═════ Text excerpt
Symptoms of Autism
There are six symptoms, which usually indicate autism. Scientists vary in their opinions. Some believe all the symptoms must be present for a diagnosis of autism. Others do not believe all symptom have to be present. Which ever opinion is correct it is clear that the severity and the manifestation of the symptoms vary widely from child to child.
The first symptom is "Failure to Develop Normal Socialization." This is usually the most obvious symptom of autism because many children with autism will simply not interact socially. Isolation, seemingly little or no emotions, and little attachment to others or the world around is common evidence of this symptom.
The second symptom of autism is "Disturbances in Speech, Language, and Communication." Forty percent of the children with autism do not speak at all while others have "echolalia", which is a repeating of sounds just heard, or repetition much later. When an autistic child is able to talk, their voice will often be monotone or high and squeaky.
Autism's third symptom is "Abnormal Relationships to Objects and Events." Over time autistic children can usually learn to tolerate change. At first though any disruption in routine no matter how small can put them through great turmoil. Play for an autistic child can also be strange by conventional standards or nonexistent.
══════════
Exercise set
(a) For the text on autism symptoms, does each statement agree with it? Answer yes or no for each, quoting the words of the text that decide it. (i) Forty percent of children with autism do not speak at all. (ii) Scientists agree that every symptom must be present for a diagnosis of autism. (iii) Autistic children can never learn to tolerate change.
(b) List every symptom that the text on autism symptoms gives a title in quotation marks.
(c) In the text on autism symptoms, reproduce word for word the part that opens with the words containing "Symptoms of Autism" and closes with "of this symptom.".
The items play no part in any task.
═════ Provided data
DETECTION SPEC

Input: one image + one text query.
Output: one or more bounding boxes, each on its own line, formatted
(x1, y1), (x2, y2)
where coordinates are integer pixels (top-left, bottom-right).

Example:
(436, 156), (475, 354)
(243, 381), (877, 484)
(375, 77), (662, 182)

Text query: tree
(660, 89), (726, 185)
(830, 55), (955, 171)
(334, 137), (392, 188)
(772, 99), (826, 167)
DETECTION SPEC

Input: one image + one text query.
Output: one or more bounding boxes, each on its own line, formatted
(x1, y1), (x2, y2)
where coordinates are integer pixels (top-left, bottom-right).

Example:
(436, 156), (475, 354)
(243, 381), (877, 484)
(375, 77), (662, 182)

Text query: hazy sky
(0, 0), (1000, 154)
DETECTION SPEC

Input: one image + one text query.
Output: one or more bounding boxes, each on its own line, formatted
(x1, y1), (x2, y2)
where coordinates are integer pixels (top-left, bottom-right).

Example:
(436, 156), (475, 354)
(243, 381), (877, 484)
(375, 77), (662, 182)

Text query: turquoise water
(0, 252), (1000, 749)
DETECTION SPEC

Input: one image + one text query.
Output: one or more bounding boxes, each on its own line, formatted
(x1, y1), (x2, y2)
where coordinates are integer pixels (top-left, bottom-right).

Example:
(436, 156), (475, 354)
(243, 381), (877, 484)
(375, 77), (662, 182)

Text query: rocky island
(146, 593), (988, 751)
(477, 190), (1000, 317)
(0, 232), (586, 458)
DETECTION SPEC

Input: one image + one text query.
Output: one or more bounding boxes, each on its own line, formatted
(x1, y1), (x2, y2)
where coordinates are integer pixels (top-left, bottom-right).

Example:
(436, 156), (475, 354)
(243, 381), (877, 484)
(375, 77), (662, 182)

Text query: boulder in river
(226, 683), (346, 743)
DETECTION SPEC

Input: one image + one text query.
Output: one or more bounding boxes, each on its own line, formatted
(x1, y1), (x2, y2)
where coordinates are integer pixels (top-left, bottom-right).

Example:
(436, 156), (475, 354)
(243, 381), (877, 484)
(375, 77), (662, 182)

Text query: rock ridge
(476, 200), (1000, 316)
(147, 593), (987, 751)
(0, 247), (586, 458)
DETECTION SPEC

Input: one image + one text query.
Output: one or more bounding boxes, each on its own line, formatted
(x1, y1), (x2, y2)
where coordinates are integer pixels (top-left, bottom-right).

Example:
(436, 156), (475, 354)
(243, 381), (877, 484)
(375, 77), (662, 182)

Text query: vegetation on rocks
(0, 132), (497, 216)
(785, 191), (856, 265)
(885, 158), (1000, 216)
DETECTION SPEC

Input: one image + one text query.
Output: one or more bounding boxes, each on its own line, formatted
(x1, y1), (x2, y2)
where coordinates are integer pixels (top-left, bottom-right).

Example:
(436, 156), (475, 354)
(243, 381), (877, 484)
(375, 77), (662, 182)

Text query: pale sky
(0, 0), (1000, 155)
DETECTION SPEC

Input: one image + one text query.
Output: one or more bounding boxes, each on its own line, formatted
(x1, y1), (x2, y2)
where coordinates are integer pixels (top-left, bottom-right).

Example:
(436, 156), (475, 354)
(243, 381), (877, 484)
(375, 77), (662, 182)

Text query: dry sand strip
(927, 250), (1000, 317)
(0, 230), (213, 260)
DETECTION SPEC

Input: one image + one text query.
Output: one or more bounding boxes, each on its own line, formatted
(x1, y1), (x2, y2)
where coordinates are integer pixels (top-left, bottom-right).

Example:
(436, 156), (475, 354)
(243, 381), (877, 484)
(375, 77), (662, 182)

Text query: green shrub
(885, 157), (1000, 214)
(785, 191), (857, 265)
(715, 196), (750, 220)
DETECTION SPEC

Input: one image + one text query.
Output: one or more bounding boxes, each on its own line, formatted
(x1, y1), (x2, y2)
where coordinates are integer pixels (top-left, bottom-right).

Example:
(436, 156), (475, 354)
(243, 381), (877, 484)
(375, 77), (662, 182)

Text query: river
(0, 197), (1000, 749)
══════════
Solutions below
(a)
(i) Yes: "Forty percent of the children with autism do not speak at all"
(ii) No: "Scientists vary in their opinions."
(iii) No: "Over time autistic children can usually learn to tolerate change."

(b)
1. Failure to Develop Normal Socialization
2. Disturbances in Speech, Language, and Communication
3. Abnormal Relationships to Objects and Events

(c)
Symptoms of Autism
There are six symptoms, which usually indicate autism. Scientists vary in their opinions. Some believe all the symptoms must be present for a diagnosis of autism. Others do not believe all symptom have to be present. Which ever opinion is correct it is clear that the severity and the manifestation of the symptoms vary widely from child to child.
The first symptom is "Failure to Develop Normal Socialization." This is usually the most obvious symptom of autism because many children with autism will simply not interact socially. Isolation, seemingly little or no emotions, and little attachment to others or the world around is common evidence of this symptom.